The entries are to be output word for word, with the pictures omitted.
#### Supplied data
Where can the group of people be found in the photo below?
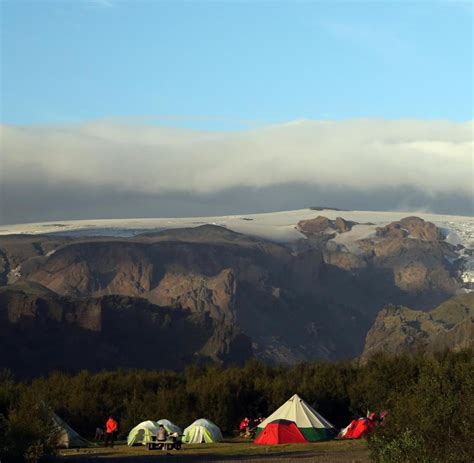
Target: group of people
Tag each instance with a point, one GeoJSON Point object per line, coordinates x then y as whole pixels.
{"type": "Point", "coordinates": [109, 433]}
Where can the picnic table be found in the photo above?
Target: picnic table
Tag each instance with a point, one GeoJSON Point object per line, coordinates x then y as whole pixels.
{"type": "Point", "coordinates": [169, 444]}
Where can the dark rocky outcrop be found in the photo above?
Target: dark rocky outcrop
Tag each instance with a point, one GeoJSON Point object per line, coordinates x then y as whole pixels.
{"type": "Point", "coordinates": [322, 225]}
{"type": "Point", "coordinates": [399, 329]}
{"type": "Point", "coordinates": [241, 295]}
{"type": "Point", "coordinates": [42, 331]}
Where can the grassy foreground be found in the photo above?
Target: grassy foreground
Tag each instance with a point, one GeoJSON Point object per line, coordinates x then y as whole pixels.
{"type": "Point", "coordinates": [336, 451]}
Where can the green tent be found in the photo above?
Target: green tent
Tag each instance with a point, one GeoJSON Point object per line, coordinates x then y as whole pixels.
{"type": "Point", "coordinates": [202, 431]}
{"type": "Point", "coordinates": [141, 433]}
{"type": "Point", "coordinates": [311, 424]}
########
Result of this task:
Where can the group of people be found in the photo below?
Target: group of people
Tag each instance with a point, one GeoJSON Point object per line, coordinates x then y as whole pixels.
{"type": "Point", "coordinates": [109, 433]}
Where can the picnic table be found in the photo above?
Target: picnic table
Tag each instance with a point, one GeoJSON Point object per line, coordinates x then y as whole pixels.
{"type": "Point", "coordinates": [169, 444]}
Where can the dark rocky outcrop be found in the photo above?
Target: dark rocky outcrop
Tag each instance with a point, one GeoJSON Point object per line, coordinates x then y as whole pixels.
{"type": "Point", "coordinates": [322, 225]}
{"type": "Point", "coordinates": [399, 329]}
{"type": "Point", "coordinates": [241, 295]}
{"type": "Point", "coordinates": [42, 331]}
Where can the grassy foreground be found in the photo above?
Target: grassy foreground
Tag each instance with a point, one GeoJSON Point object per line, coordinates x then y as whole pixels.
{"type": "Point", "coordinates": [336, 451]}
Where can the green tent be found in the photo above?
Target: green tent
Tag each instance with a point, one GeoJSON Point object per line, coordinates x then y as whole pixels.
{"type": "Point", "coordinates": [202, 431]}
{"type": "Point", "coordinates": [141, 433]}
{"type": "Point", "coordinates": [311, 424]}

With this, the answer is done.